=== WHAT IS BEING ASKED ===
Every entry must be copied word for word.
==== TASK INPUT ====
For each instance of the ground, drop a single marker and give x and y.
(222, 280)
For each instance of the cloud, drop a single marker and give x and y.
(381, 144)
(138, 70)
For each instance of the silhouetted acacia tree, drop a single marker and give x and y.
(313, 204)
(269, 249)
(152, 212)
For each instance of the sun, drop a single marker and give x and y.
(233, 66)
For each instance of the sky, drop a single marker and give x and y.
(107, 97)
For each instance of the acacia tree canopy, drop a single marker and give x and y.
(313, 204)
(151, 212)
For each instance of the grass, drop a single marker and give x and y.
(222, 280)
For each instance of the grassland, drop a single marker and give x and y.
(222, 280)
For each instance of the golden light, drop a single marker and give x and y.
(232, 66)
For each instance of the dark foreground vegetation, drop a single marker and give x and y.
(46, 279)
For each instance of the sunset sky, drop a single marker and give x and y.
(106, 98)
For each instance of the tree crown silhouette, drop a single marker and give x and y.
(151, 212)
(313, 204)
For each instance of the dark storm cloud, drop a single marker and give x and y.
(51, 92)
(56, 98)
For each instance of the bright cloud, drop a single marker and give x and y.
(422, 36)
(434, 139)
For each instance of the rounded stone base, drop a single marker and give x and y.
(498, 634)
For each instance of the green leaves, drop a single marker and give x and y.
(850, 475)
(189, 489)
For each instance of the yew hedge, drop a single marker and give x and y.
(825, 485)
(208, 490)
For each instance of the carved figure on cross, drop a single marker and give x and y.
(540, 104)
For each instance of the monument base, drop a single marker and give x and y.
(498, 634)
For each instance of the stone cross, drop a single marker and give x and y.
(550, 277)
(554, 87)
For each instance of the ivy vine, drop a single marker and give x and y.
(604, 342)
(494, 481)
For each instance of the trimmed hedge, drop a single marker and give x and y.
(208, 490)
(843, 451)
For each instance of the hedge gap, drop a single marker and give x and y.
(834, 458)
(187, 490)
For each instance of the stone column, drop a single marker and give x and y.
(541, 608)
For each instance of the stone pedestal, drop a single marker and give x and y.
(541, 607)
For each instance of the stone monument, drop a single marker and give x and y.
====
=== FINISHED EXERCISE ===
For each instance of the ground, drop a single marker and give x and y.
(222, 280)
For each instance of the cloud, drop a single marker and give x and y.
(381, 144)
(138, 70)
For each instance of the silhouetted acacia tree, drop a single marker and give x and y.
(313, 204)
(269, 249)
(152, 212)
For each instance of the sun, drop a single marker and give x and y.
(233, 66)
For each instance of the sky, drop a single marker and give x and y.
(107, 97)
For each instance of the acacia tree canopy, drop a single marker and give x and y.
(313, 204)
(151, 212)
For each instance of the grass, drop a single marker and give x and y.
(222, 280)
For each instance of the grassland, drop a single marker and give x and y.
(222, 280)
For each instance of the golden light, drop a single marker and give x and y.
(232, 66)
For each instance of the dark foreground vegetation, drop a single marker and give x and y.
(46, 279)
For each instance of the sunset sky, drop a single marker and give x and y.
(106, 98)
For each instance of the tree crown silhouette, drop a single marker and give x and y.
(151, 212)
(313, 204)
For each instance of the dark storm cloud, drop a single marker and give x and y.
(51, 92)
(56, 98)
For each instance of the bright cloud, drop a single marker and give x and y.
(422, 36)
(434, 139)
For each instance of the rounded stone base, drop a single marker and give x and y.
(498, 634)
For each instance of the green leaves, drop a single marker and give x and y.
(850, 475)
(189, 489)
For each instance of the yew hedge, drop a single marker and give x and y.
(825, 485)
(208, 490)
For each instance of the carved figure on cross, drop a single marker and give x and y.
(540, 104)
For each instance of the monument base, drop a single marker and give x and y.
(498, 634)
For each instance of the stone cross, drop a single marker and give x and y.
(550, 277)
(554, 87)
For each instance of the ivy vine, drop a single marker and give x and y.
(604, 342)
(494, 481)
For each instance of the trimmed hedge, drop a single marker and give x and y.
(208, 490)
(843, 451)
For each instance of the hedge gap, drop a single marker and give x and y.
(834, 458)
(187, 490)
For each instance of the stone column, drop a single marker and give x and y.
(541, 608)
For each instance of the stone pedestal, drop a single marker and give x and y.
(541, 607)
For each instance of the stone monument, drop a single marker and give x and y.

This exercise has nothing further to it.